EXCERPT TO READ:
---------------

This month, tens of thousands of screaming fans will descend on Moncton’s Magnetic Hill concert site, where iconic Irish rockers U2 are set to play the last date of their 360 tour in North America. A steel structure will rise 50 metres from the floor over a massive stage with rotating bridges. “The impossible will become possible … it promises to be the biggest and greatest entertainment spectacle in Atlantic Canada history,” promoter Donald K Donald modestly predicted in announcing the concert.
In recent years, Moncton has hosted other giants of rock, including AC/DC and the Rolling Stones. The New Brunswick city appears to be the knockout champion of the battle to attract the big act, pouring millions into infrastructure at Magnetic Hill.
Similar efforts by other cities and towns have met with less success. Recent concert-related scandals in Halifax and Summerside have created a stench like that emanating from a wall of porta-potties at the end of a long summer show. And taxpayers have been left holding the malodorous results.
This summer, U2 is not the only star attraction in Atlantic Canada’s musical constellation. Metallica will rock the Citadel in Halifax till the night fades to black. KISS will bring their anthemic power chords and enthusiasm for face paint to central Newfoundland.
All the while, municipalities around the region are pondering what role they should have in furnishing such big-name entertainment for their citizens — to make sure, after the performers have finished showing everything they’ve got, rocking and rolling all night, that tears aren’t falling.

---------------

RECORD EXTRACTS:
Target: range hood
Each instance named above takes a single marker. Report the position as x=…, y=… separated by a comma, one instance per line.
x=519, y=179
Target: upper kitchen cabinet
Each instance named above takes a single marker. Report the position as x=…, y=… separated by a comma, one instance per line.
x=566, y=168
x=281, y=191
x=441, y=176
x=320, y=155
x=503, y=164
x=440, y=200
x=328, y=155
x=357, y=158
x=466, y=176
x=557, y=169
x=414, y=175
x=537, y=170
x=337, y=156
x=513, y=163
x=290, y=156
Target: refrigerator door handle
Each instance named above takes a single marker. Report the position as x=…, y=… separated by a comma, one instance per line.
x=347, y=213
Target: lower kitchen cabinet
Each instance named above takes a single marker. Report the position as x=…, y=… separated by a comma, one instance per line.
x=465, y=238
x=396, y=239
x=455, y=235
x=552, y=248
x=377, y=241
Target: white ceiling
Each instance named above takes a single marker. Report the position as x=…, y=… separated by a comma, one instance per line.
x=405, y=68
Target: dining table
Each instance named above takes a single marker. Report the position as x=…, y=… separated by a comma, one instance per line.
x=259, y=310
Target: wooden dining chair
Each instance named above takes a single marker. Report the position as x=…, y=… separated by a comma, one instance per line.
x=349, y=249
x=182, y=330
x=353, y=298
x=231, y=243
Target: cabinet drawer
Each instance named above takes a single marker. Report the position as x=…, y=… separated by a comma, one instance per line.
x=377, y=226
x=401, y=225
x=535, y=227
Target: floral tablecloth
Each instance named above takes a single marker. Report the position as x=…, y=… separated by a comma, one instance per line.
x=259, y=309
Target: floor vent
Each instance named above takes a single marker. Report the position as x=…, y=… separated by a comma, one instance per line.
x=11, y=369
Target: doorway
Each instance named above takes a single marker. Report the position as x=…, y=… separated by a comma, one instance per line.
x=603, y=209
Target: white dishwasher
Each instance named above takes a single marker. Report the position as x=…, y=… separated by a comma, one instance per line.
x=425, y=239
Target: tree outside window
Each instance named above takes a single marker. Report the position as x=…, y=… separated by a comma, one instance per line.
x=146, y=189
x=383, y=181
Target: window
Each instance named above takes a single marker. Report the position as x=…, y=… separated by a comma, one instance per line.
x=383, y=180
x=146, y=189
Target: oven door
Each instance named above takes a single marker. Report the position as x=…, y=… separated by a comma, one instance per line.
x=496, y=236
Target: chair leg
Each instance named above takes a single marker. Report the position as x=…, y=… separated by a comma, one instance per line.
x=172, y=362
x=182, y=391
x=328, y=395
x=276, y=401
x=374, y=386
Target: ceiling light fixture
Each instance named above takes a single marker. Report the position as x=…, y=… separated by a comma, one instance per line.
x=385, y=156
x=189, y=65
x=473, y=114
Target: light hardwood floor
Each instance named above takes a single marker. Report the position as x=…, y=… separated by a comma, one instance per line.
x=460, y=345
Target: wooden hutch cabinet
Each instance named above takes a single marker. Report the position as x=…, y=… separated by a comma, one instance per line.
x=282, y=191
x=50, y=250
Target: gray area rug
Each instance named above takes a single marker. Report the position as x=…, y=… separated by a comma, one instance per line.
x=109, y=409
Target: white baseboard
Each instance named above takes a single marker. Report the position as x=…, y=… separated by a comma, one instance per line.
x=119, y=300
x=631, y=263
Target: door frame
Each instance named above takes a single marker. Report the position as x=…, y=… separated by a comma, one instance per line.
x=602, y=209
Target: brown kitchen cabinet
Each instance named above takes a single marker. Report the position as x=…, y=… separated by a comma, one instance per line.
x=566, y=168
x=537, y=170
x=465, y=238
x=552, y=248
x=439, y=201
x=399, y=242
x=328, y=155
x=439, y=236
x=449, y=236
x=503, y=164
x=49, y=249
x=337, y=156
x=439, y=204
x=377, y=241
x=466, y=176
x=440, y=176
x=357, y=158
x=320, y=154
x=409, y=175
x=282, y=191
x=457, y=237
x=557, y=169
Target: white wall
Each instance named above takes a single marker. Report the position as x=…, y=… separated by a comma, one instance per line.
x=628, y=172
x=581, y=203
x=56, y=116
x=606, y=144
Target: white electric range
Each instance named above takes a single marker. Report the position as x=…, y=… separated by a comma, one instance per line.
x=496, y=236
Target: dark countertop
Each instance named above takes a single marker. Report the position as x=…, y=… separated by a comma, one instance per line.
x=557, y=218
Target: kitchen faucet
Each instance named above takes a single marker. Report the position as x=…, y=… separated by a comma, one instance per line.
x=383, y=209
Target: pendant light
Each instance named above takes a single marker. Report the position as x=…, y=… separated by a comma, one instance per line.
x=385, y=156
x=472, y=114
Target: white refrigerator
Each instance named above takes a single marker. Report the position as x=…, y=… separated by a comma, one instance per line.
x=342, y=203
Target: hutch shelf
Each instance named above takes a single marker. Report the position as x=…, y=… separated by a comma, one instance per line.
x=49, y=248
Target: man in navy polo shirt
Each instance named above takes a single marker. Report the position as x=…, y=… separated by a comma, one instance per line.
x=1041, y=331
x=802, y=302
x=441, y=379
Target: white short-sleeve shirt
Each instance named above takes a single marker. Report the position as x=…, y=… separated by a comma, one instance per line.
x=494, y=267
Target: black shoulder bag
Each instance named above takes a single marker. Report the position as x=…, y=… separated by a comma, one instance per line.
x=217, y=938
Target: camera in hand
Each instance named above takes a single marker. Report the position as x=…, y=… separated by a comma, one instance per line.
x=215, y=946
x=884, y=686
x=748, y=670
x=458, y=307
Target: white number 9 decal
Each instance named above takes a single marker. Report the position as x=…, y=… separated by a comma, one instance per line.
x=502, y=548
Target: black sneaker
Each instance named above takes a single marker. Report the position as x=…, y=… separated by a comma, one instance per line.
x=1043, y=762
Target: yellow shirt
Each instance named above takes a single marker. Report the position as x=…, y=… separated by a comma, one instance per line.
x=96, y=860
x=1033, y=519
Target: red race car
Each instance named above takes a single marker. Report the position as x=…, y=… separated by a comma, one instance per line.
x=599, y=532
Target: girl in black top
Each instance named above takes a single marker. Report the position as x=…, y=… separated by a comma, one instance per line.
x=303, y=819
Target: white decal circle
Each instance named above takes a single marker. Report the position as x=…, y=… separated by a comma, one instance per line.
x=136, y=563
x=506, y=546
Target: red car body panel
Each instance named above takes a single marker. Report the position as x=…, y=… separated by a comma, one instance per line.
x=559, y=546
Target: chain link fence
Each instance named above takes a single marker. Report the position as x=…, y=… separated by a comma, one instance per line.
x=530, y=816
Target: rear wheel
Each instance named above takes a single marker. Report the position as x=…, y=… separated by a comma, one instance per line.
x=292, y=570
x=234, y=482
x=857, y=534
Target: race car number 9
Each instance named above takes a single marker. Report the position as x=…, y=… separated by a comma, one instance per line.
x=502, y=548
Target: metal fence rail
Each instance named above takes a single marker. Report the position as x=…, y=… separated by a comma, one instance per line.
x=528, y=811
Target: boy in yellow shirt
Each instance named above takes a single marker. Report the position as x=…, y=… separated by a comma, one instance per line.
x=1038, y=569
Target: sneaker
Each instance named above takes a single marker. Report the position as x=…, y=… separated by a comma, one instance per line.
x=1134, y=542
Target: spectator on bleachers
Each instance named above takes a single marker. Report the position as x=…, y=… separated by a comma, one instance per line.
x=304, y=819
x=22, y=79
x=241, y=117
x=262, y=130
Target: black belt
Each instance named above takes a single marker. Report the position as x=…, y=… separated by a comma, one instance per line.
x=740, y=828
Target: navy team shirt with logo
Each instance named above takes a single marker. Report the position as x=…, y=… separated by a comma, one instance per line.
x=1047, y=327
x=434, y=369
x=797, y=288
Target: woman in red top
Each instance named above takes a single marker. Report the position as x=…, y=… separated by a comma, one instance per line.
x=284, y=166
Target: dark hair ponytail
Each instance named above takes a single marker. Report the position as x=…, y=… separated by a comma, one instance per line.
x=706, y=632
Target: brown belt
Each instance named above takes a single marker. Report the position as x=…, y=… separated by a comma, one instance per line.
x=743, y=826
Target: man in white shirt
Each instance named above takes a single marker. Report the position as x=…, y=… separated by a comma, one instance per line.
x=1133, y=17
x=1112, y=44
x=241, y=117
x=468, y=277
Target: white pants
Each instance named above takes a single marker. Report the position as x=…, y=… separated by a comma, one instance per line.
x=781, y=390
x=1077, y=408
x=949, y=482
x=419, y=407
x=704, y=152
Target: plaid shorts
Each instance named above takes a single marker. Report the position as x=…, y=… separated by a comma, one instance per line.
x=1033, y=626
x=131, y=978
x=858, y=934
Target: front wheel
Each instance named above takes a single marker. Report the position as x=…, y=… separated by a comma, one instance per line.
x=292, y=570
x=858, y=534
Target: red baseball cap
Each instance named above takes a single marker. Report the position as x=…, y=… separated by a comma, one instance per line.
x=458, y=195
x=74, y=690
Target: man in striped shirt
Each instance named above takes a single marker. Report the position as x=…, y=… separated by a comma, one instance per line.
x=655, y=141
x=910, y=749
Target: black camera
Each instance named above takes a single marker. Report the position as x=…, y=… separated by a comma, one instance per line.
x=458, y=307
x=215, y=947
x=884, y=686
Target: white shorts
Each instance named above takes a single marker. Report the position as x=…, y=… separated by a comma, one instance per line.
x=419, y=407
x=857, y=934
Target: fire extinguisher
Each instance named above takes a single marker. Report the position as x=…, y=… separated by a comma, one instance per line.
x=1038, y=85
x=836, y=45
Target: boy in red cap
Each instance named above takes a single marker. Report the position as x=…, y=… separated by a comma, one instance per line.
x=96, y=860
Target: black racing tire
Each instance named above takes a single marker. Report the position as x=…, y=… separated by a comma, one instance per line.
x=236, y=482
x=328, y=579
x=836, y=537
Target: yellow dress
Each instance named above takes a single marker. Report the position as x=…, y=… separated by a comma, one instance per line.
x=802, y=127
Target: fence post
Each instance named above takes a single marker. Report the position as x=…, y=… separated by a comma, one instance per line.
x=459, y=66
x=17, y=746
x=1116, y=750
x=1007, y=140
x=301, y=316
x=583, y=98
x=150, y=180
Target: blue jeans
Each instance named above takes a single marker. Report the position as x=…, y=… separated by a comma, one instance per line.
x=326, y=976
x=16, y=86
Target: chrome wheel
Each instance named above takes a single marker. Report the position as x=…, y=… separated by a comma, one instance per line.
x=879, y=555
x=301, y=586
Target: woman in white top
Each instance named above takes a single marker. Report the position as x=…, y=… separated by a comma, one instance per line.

---------------

WRITTEN INSTRUCTION 1:
Answer these questions from the excerpt on rock concerts in Atlantic Canada, one line each:
(a) At which concert site will U2 play the last North American date of their 360 tour?
(b) Which two rock acts has Moncton hosted in recent years?
(c) Where will Metallica perform this summer?
WRITTEN INSTRUCTION 2:
Carry the excerpt on rock concerts in Atlantic Canada forward from its final sentence.

TASK RESULT 1:
(a) Moncton's Magnetic Hill concert site
(b) AC/DC and the Rolling Stones
(c) The Citadel in Halifax

TASK RESULT 2:
Waye Mason has two decades of experience in the music industry. He has worked as executive director of the Halifax Pop Explosion Association, served as president of Music Nova Scotia and, as a promoter, booked shows that attracted up to 5,000 people. Mason currently works as a consultant and instructs the music business certificate program at Nova Scotia Community College.
He says there are right ways and wrong ways for governments to go about boosting big-ticket concerts. Unfortunately, examples of the latter appear to be more prevalent. Governments generally get in trouble when they either funnel cash grants to promoters, or get involved as would-be impresarios themselves.
“Being a concert promoter is a very specialized business,” Mason says. “It’s as specialized as being an electrical engineer. It’s as specialized as being an anesthesiologist or a dentist. But because everybody knows somebody in a band, and everybody thinks they can rent a hall, anybody with money in their pocket can order up a band and pay a deposit and have them show up. But all the millions of pieces that go into successfully promoting and delivering a show, you don’t know that until you’ve done a bunch of shows. You really have to have experience.”
Politicians often rely on those who lack that practical knowledge, Mason says. “The government would never turn to citizens and average everyday Joes to design a bridge or install a sewer system, but they’re turning to people who just don’t have the professional experience and just don’t have the money to put on these massive concerts, that are in the millions and millions of dollars range.”
Recent debacles in Summerside — “that one is pure idiocy,” Mason notes — and Halifax — where an auditor general’s report flambéed the mayor and city management — are cases in point.
In Halifax, city taxpayers clandestinely propped up a concert promoter through a complex financial scheme that put millions in taxpayer dollars at risk, and ultimately resulted in the loss of $360,000. (See Cash-for-concerts on page 4 of this article).
In Summerside, city officials paid $1.3 million for a Michael Jackson tribute show that never happened. The matter is currently tangled up in a California courthouse, where the P.E.I. city has filed civil fraud charges. (See Who’s bad? on page 5 of this article).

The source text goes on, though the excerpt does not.